§ DOCUMENT EXCERPT:
>>

Human labor may be extremely expensive.

------
hueving
What's the quality of these jobs? Stable long term employment with good pay?

------
kumarski
Vaclav Smil has written extensively on the embodied chemistry of Wind-
turbines, I figure it's worth sharing here because it seems relevant to the
conversation. Chemical, petroleum, and nuclear engineers are scarce in Silicon
Valley.....

"Wind turbines are the most visible symbols of the quest for renewable
electricity generation. And yet, although they exploit the wind, which is as
free and as green as energy can be, the machines themselves are pure
embodiments of fossil fuels.

Large trucks bring steel and other raw materials to the site, earth-moving
equipment beats a path to otherwise inaccessible high ground, large cranes
erect the structures, and all these machines burn diesel fuel. So do the
freight trains and cargo ships that convey the materials needed for the
production of cement, steel,and plastics. For a 5-megawatt turbine, the steel
alone averages 150 metric tons for the reinforced concrete foundations, 250
metric tons for the rotor hubs and nacelles (which house the gearbox and
generator), and 500 metric tons for the towers.

If wind-generated electricity were to supply 25 percent of global demand by
2030 (forecast to reach about 30 petawatt-hours), then even with a high
average capacity factor of 35 percent, the aggregate installed wind power of
about 2.5 terawatts would require roughly 450 million metric tons of steel.
And that’s without counting the metal for towers, wires, and transformers for
the new high-voltage transmission links that would be needed to connect it all
to the grid. A lot of energy goes into making steel.

Sintered or pelletized iron ore is smelted in blast furnaces, charged with
coke made from coal, and receives infusions of powdered coal and natural gas.
Pig iron is decarbonized in basic oxygen furnaces. Then steel goes through
continuous casting processes (which turn molten steel directly into the rough
shape of the final product). Steel used in turbine construction embodies
typically about 35 gigajoules per metric ton.

<<

§ THE TASKS:
(1) According to the wind turbine thread, how many metric tons of steel do the towers of a 5-megawatt turbine average?
(2) Reproduce word for word the stretch of the wind turbine thread from "Sintered or pelletized" through "per metric ton.".

§ GIVEN INFORMATION:
>>

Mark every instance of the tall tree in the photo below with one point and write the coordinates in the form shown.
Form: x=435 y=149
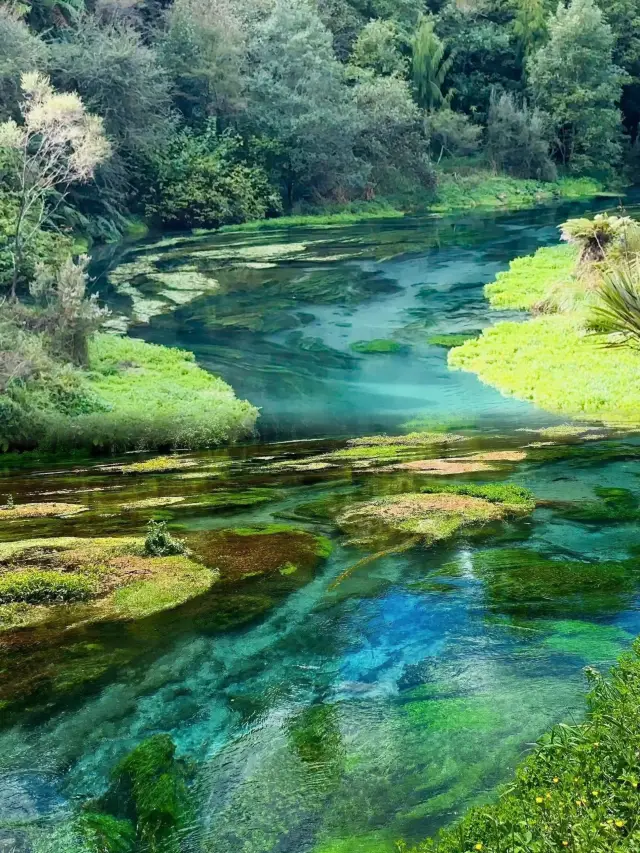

<<

§ SOLUTIONS:
(1) 500 metric tons

(2)
Sintered or pelletized iron ore is smelted in blast furnaces, charged with
coke made from coal, and receives infusions of powdered coal and natural gas.
Pig iron is decarbonized in basic oxygen furnaces. Then steel goes through
continuous casting processes (which turn molten steel directly into the rough
shape of the final product). Steel used in turbine construction embodies
typically about 35 gigajoules per metric ton.